- YOUR OBJECTIVE
Copy the whole listing below exactly.

- AVAILABLE DATA
● ● ● ● ●

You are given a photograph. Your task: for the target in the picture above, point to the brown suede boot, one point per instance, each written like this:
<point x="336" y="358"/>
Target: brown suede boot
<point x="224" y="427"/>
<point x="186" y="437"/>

● ● ● ● ●

- FINISHED EXERCISE
You are given a photograph. Your task: for the target in the picture above, point to the brown suede boot, one point per instance, each written like this:
<point x="336" y="358"/>
Target: brown suede boot
<point x="224" y="427"/>
<point x="186" y="437"/>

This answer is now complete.